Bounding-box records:
========

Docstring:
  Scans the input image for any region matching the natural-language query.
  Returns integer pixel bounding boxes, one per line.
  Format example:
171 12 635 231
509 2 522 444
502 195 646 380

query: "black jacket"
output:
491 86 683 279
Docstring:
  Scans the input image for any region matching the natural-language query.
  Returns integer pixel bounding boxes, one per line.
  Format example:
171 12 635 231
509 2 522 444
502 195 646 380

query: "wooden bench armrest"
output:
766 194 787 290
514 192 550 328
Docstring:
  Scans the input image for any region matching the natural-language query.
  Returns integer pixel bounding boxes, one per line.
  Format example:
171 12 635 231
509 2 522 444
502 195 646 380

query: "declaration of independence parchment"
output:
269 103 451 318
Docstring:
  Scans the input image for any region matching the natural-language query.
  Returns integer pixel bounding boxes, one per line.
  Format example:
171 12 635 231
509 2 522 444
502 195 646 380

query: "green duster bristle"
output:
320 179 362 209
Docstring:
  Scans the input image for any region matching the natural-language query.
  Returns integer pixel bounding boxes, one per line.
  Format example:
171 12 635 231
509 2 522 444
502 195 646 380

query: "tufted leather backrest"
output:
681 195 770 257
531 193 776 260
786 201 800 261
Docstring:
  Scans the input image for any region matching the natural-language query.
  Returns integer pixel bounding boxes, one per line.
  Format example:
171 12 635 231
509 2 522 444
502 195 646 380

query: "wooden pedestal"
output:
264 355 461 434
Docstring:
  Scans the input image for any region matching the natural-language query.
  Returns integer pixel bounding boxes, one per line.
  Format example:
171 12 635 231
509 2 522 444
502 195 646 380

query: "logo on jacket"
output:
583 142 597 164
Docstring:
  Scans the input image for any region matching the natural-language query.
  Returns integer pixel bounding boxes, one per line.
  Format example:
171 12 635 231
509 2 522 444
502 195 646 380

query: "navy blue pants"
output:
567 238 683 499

========

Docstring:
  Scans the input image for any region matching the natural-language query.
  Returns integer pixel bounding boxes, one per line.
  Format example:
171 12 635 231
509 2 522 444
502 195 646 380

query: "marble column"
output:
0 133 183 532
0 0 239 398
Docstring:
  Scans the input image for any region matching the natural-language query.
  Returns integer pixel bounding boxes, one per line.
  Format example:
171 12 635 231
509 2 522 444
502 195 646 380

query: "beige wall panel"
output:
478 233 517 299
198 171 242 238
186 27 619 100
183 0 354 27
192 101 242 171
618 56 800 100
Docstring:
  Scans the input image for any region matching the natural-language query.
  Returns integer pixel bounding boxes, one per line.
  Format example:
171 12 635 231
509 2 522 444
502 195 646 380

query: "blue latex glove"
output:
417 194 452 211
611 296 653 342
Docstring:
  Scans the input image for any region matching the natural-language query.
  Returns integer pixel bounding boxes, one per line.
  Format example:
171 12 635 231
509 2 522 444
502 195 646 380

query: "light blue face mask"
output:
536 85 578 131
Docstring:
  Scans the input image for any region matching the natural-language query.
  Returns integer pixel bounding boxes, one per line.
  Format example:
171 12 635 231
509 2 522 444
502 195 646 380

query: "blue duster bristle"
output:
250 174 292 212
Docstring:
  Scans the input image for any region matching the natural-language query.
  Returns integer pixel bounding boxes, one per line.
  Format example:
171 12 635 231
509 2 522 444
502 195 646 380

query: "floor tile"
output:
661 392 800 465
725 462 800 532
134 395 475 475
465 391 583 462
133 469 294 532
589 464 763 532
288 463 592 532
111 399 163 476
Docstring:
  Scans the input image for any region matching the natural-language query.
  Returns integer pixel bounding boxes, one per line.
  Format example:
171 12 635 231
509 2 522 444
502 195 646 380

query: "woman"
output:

========

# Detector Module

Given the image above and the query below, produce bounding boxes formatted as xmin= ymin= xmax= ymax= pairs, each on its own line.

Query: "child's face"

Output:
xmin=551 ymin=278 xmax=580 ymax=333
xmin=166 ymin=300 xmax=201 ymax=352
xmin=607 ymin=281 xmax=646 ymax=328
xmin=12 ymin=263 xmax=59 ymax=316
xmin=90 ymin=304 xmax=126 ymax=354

========

■ What the task asks ■
Please identify each line above that contains the string "ymin", and copy every one of those lines in full.

■ Written response ■
Given the image above and the query below, produce bounding boxes formatted as xmin= ymin= xmax= ymax= pairs, each on its own line.
xmin=551 ymin=278 xmax=580 ymax=333
xmin=166 ymin=300 xmax=201 ymax=352
xmin=607 ymin=281 xmax=646 ymax=328
xmin=12 ymin=263 xmax=59 ymax=316
xmin=90 ymin=304 xmax=126 ymax=354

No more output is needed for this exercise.